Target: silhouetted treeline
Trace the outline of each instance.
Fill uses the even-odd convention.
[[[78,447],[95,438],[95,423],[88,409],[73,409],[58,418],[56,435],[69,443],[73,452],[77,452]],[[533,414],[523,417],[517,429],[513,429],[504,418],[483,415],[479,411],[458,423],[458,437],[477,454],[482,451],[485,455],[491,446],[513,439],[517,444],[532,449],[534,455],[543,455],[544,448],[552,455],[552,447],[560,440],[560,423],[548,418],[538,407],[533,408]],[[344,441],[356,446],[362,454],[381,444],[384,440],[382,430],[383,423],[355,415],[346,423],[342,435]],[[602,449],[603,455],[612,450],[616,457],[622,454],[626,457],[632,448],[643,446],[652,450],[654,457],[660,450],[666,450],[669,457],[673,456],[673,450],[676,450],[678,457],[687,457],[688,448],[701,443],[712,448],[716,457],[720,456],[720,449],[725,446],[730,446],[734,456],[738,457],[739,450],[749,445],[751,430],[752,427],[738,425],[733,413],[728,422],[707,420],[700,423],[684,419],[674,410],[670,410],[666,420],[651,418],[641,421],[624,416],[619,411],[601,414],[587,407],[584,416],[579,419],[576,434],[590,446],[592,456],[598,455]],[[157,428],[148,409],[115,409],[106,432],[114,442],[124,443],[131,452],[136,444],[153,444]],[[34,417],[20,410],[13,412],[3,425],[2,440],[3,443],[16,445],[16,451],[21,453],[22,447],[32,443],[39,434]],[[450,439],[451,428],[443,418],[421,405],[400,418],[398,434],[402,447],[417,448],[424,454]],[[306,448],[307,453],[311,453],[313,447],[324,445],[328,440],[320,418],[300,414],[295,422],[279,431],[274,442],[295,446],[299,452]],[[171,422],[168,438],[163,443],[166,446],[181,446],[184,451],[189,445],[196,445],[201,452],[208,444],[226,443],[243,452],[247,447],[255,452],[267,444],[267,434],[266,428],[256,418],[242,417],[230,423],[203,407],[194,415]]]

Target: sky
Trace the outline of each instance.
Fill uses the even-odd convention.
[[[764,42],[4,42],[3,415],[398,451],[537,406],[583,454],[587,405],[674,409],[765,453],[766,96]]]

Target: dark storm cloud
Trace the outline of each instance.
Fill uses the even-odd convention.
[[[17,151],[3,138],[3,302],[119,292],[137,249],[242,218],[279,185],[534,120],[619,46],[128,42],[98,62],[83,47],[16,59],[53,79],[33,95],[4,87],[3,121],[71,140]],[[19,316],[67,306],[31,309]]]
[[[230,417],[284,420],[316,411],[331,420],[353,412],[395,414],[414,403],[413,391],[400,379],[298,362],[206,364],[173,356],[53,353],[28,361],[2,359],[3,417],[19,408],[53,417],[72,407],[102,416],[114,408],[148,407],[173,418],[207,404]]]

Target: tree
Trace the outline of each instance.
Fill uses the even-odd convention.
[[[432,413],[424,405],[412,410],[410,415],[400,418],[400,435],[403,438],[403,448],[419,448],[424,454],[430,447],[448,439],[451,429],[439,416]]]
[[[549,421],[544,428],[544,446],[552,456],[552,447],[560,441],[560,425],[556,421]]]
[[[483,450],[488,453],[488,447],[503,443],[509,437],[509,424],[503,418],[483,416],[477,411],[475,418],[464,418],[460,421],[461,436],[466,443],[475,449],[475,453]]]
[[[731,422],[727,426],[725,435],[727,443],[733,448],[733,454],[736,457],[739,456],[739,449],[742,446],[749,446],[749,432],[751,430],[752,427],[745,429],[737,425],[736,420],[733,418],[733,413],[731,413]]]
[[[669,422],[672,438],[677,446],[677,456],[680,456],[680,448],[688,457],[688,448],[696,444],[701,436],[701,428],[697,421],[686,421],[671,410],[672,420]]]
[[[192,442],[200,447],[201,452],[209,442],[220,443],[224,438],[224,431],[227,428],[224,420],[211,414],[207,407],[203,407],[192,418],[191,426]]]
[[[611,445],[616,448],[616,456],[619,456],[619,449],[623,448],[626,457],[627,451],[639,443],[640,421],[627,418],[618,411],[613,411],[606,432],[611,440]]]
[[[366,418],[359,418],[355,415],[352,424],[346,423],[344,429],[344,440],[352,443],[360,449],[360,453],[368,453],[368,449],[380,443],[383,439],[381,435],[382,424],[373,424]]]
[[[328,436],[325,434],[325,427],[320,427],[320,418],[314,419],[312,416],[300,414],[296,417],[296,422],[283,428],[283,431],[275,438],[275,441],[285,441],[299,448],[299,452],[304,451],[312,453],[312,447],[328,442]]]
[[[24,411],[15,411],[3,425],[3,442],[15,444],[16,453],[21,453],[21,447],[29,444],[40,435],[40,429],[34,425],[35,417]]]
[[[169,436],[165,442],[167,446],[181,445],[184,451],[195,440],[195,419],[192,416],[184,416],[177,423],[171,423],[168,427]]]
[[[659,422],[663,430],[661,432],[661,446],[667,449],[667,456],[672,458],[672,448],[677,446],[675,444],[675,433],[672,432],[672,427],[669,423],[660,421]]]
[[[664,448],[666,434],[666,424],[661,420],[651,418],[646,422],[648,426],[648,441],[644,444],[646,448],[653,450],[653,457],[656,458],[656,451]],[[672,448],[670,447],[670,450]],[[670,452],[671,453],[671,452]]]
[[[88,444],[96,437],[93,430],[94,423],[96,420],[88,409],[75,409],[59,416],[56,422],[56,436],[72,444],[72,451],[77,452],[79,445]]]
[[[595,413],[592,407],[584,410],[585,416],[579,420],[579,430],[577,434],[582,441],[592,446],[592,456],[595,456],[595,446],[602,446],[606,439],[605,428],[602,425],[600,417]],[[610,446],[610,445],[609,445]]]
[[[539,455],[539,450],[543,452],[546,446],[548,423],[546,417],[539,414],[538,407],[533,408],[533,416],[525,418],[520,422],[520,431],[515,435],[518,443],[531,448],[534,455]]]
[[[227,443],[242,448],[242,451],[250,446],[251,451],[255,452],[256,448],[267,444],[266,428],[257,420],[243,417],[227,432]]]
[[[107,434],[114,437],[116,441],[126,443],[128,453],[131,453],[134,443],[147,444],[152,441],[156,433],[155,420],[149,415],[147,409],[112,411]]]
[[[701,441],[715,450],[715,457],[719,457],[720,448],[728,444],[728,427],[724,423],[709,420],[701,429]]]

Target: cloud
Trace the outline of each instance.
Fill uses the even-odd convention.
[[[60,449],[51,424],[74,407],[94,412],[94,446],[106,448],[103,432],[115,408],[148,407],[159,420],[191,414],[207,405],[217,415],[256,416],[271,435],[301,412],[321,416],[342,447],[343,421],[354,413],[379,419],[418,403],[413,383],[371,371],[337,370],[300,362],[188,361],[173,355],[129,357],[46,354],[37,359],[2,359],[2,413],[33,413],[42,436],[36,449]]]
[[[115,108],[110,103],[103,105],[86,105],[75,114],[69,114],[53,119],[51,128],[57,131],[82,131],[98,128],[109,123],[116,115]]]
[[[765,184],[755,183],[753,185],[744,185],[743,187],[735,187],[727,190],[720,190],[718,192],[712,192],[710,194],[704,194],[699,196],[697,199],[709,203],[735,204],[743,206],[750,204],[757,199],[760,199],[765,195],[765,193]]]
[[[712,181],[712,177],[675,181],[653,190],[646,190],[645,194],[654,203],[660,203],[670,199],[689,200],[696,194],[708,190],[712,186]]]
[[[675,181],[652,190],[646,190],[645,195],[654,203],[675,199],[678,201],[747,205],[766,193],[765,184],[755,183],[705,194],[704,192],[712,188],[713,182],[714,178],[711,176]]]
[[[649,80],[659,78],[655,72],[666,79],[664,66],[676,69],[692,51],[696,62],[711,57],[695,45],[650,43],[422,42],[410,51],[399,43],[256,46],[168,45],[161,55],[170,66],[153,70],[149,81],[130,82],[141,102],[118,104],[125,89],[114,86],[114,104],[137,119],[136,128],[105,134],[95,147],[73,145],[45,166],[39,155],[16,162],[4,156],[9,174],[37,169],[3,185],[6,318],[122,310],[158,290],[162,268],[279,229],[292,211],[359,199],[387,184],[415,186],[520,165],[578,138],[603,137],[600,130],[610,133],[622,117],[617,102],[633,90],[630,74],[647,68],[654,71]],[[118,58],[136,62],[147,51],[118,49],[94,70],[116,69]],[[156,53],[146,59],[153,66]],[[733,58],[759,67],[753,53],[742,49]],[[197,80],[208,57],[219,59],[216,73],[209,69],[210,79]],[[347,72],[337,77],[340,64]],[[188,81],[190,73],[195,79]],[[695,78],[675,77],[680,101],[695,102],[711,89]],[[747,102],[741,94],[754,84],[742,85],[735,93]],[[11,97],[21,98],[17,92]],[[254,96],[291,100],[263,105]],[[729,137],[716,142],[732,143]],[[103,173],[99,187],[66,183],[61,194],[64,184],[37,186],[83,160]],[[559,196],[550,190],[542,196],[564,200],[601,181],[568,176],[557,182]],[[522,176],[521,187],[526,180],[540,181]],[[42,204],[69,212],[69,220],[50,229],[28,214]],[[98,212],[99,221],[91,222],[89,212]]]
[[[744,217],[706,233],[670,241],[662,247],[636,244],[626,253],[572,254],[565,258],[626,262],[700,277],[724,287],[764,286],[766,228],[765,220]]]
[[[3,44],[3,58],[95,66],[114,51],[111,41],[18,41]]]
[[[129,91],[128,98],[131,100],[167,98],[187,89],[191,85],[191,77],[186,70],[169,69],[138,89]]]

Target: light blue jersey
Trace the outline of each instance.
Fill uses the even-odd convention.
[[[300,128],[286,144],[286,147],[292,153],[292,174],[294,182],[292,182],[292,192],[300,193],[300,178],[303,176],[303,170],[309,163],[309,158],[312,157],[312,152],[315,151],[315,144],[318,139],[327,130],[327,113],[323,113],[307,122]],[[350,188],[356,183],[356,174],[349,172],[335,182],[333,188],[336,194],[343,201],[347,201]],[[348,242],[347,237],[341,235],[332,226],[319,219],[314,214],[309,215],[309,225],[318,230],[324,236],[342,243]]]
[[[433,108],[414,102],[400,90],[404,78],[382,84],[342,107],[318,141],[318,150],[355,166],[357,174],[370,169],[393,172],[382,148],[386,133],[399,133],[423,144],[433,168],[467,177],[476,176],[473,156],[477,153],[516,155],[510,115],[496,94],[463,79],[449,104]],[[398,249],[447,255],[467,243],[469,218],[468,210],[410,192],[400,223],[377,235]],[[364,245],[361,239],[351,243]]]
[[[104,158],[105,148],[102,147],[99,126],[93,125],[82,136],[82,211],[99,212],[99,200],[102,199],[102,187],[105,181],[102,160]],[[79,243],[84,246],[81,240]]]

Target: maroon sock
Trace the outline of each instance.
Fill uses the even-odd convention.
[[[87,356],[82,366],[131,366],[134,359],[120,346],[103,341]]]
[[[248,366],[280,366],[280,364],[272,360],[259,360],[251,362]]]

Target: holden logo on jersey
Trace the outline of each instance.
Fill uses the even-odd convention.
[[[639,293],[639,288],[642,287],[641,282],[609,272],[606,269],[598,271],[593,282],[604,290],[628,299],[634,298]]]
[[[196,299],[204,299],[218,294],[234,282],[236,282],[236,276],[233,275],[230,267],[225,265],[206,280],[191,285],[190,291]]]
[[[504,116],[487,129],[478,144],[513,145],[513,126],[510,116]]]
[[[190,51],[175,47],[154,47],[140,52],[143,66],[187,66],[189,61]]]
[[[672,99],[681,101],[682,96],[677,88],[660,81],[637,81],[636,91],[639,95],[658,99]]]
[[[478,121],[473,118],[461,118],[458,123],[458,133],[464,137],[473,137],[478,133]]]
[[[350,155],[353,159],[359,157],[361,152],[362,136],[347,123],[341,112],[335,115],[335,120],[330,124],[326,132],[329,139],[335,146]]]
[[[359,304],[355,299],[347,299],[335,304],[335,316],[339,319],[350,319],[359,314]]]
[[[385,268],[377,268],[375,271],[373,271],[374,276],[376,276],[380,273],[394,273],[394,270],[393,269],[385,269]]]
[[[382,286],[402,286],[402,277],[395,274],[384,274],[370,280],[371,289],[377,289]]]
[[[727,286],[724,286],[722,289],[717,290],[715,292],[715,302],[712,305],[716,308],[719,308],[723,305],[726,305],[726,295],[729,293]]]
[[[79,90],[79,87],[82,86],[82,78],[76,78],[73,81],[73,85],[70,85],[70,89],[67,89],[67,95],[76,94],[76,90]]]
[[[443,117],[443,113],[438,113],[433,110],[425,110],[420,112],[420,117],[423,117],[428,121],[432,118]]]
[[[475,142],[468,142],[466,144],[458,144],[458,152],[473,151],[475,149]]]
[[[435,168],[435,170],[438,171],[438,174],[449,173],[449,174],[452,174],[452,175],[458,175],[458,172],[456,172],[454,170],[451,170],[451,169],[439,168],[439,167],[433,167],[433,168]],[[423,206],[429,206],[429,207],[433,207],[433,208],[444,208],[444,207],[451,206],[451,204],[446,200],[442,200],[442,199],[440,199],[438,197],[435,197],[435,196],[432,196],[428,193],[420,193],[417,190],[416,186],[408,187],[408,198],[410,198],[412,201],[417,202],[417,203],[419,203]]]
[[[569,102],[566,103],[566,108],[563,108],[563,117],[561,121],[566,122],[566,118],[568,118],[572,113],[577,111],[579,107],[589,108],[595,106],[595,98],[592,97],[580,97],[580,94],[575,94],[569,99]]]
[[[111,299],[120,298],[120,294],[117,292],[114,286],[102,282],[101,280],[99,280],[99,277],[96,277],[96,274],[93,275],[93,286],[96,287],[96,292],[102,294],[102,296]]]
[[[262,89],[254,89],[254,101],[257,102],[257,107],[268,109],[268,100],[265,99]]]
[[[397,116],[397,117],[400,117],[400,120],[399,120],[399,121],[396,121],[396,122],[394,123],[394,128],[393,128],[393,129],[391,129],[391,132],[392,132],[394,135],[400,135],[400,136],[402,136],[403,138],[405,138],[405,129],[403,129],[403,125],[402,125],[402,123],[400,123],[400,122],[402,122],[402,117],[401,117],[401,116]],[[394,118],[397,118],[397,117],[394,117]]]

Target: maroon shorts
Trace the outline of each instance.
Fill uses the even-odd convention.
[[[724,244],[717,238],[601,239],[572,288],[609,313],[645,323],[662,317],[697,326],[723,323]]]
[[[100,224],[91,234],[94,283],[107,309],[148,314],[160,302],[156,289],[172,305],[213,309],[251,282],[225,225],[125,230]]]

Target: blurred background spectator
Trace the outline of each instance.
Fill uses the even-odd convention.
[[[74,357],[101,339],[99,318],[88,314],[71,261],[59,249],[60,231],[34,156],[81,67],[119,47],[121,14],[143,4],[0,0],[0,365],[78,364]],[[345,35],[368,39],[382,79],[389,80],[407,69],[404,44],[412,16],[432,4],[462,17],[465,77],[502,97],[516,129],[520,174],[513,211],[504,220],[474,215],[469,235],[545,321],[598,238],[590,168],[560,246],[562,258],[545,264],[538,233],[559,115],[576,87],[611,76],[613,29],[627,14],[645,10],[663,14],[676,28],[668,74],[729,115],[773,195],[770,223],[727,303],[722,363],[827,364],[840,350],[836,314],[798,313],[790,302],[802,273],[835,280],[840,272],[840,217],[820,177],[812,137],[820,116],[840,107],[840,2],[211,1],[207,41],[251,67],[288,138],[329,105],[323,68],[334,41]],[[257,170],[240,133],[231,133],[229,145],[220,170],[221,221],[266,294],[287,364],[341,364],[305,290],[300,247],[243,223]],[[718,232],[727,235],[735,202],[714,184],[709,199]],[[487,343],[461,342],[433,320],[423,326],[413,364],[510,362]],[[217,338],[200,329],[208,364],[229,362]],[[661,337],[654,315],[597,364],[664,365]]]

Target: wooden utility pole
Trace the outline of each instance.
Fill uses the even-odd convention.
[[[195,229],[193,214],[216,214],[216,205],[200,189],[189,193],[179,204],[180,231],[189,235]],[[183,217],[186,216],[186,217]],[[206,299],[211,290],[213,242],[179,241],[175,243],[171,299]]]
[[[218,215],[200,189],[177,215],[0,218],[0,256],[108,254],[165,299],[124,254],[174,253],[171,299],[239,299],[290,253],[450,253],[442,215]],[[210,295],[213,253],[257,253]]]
- - - -
_What the task requires_: The string "maroon" marks the lines to return from the material. Copy each one.

_Answer to the exercise_:
Target: maroon sock
Target: maroon shorts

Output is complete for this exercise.